§ DIRECTIVE 1
From the text about the memoir, retype the passage from "5 out of 5 stars" to "won't be disappointed.".
§ DIRECTIVE 2
According to the text about the memoir, why did the reviewer leave the book on the shelf and forget about it? Answer in one to three sentences.
§ DIRECTIVE 3
In the text about the memoir, how long had the book been sitting on the reviewer's shelf?

§ DOCUMENT TEXT

** BEGIN **

A Memoir of No One in Particular is an autobiography of someone who purports to have no particular genius, experienced no formative tragedy, learned no life-affirming lessons, have no dead parents, no restaurant to run, no loony bin to escape from, no sexual affair with a parent in his past, and no sex with famous people in his future. Instead, Daniel Harris bravely delves into the hitherto unexplored banality of his everyday life. The result is an honest, inventive, unpredictably hilarious confessional.

Customer Reviews:

5 out of 5 stars A delight ..........2005-03-20

This one's been sitting on my shelf for two years. Who needs to read a book about no one? No one. So I forgot about it until today, while weeding my unruly book collection. What a delight! Avoiding most cliches about life-writing and full of hard-won honesty, this collection of thematic essays from one ordinary-but-not life abounds with truth and sensitivity. Better than most biographies and most memoirs, the unflinching revelations by this one-out-of-many individual won my respect and my heart. Spring the $.38 and try this one. You won't be disappointed.

** END **

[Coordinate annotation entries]
** BEGIN **

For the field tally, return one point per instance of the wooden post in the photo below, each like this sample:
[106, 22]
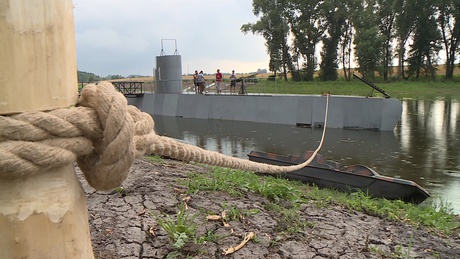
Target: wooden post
[43, 215]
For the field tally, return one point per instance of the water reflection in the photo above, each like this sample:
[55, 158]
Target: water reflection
[423, 147]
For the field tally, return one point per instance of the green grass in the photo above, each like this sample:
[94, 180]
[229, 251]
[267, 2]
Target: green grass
[404, 89]
[285, 197]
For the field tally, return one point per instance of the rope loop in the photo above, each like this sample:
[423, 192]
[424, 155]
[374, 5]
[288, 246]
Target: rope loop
[104, 135]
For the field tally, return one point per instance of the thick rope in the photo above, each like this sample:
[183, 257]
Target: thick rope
[104, 135]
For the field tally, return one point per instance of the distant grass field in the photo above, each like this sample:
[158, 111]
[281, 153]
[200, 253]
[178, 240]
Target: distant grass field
[420, 89]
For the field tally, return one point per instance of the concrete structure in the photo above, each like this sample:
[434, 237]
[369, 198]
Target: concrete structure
[344, 111]
[168, 74]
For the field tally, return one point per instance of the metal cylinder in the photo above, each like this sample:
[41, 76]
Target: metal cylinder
[168, 74]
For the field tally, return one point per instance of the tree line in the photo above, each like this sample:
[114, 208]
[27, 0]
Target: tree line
[376, 32]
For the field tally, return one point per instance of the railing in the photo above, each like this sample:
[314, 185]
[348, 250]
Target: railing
[374, 87]
[130, 88]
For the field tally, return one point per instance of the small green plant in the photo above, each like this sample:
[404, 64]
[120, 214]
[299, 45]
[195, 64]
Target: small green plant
[120, 190]
[180, 229]
[436, 215]
[233, 213]
[155, 158]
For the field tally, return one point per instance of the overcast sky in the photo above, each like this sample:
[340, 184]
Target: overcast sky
[120, 37]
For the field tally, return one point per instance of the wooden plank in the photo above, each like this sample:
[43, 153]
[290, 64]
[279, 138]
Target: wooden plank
[38, 62]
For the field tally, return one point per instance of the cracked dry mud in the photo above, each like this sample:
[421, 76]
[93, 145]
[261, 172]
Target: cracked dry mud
[120, 223]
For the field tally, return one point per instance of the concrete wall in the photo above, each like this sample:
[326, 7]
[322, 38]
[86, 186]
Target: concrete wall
[344, 111]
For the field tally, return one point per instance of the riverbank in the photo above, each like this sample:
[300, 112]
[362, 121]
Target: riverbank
[126, 223]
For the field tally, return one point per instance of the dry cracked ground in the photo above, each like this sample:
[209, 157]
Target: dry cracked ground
[123, 224]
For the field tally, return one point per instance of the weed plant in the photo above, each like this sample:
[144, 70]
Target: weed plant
[180, 229]
[286, 196]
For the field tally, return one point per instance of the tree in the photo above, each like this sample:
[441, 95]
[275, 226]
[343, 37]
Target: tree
[273, 26]
[449, 24]
[368, 41]
[333, 14]
[306, 33]
[405, 14]
[386, 15]
[425, 46]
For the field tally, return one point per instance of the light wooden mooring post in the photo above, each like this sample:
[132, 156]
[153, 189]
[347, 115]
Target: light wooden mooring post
[43, 215]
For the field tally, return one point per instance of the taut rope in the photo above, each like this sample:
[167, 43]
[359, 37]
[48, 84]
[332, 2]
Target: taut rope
[104, 135]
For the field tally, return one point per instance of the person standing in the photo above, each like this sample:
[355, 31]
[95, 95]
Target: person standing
[218, 81]
[195, 81]
[201, 82]
[232, 82]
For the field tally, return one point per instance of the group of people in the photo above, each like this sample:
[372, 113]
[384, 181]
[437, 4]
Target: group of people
[200, 82]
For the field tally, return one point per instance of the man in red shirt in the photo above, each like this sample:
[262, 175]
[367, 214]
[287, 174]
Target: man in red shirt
[218, 81]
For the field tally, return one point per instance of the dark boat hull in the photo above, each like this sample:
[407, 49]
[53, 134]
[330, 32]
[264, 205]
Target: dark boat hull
[332, 175]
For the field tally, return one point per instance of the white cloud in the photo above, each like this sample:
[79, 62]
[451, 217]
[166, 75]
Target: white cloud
[124, 37]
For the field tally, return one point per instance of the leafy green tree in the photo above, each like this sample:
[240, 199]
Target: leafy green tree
[405, 14]
[368, 41]
[425, 46]
[333, 14]
[306, 33]
[386, 16]
[449, 24]
[273, 26]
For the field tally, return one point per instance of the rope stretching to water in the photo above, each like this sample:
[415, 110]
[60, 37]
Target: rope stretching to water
[104, 135]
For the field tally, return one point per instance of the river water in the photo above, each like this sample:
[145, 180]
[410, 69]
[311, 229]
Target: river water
[424, 147]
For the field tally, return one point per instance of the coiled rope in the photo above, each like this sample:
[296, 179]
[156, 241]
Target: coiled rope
[104, 135]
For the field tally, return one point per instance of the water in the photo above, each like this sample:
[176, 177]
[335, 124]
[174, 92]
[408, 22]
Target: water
[424, 147]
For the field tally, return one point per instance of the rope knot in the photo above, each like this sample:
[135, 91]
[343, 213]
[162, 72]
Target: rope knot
[107, 166]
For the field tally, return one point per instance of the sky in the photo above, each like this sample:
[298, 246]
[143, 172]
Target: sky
[120, 37]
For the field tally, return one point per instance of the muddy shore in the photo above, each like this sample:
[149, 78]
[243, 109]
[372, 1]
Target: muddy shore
[123, 225]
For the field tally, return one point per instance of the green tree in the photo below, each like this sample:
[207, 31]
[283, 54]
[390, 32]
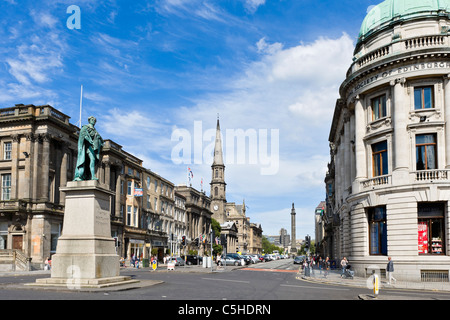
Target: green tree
[215, 225]
[269, 247]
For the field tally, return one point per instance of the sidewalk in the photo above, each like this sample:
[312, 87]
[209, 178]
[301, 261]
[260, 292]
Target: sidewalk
[187, 269]
[334, 277]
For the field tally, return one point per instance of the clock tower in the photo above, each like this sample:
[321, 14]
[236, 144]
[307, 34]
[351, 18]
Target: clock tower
[218, 185]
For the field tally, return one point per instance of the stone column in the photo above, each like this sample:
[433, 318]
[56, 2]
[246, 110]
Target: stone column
[347, 154]
[15, 148]
[447, 120]
[45, 167]
[28, 180]
[400, 114]
[63, 172]
[35, 170]
[360, 150]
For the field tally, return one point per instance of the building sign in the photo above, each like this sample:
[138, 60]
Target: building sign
[423, 237]
[398, 72]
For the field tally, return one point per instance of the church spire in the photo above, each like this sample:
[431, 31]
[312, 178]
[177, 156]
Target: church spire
[218, 154]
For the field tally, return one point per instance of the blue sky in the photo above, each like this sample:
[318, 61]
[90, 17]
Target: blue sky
[150, 69]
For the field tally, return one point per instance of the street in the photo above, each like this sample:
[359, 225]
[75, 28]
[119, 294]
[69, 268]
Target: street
[262, 283]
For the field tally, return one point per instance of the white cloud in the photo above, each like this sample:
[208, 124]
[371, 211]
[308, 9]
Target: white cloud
[253, 5]
[293, 90]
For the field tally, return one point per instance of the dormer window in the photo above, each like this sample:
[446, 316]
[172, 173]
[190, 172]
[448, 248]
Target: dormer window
[423, 98]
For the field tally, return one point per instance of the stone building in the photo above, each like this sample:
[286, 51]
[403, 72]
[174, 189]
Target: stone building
[198, 218]
[388, 183]
[225, 212]
[38, 156]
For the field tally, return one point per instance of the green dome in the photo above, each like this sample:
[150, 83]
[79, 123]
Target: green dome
[394, 10]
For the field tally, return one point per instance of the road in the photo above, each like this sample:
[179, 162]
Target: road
[263, 283]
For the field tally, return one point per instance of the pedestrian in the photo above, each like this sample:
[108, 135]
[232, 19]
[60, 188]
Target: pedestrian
[326, 266]
[390, 270]
[47, 264]
[344, 264]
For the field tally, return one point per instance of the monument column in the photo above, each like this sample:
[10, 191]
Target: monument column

** END **

§ TASK ANSWER 1
5 out of 5 stars A delight ..........2005-03-20

This one's been sitting on my shelf for two years. Who needs to read a book about no one? No one. So I forgot about it until today, while weeding my unruly book collection. What a delight! Avoiding most cliches about life-writing and full of hard-won honesty, this collection of thematic essays from one ordinary-but-not life abounds with truth and sensitivity. Better than most biographies and most memoirs, the unflinching revelations by this one-out-of-many individual won my respect and my heart. Spring the $.38 and try this one. You won't be disappointed.

§ TASK ANSWER 2
The reviewer left it unread because they asked who needs to read a book about no one and concluded that no one does. So they forgot about it until they came across it while weeding their book collection.

§ TASK ANSWER 3
Two years.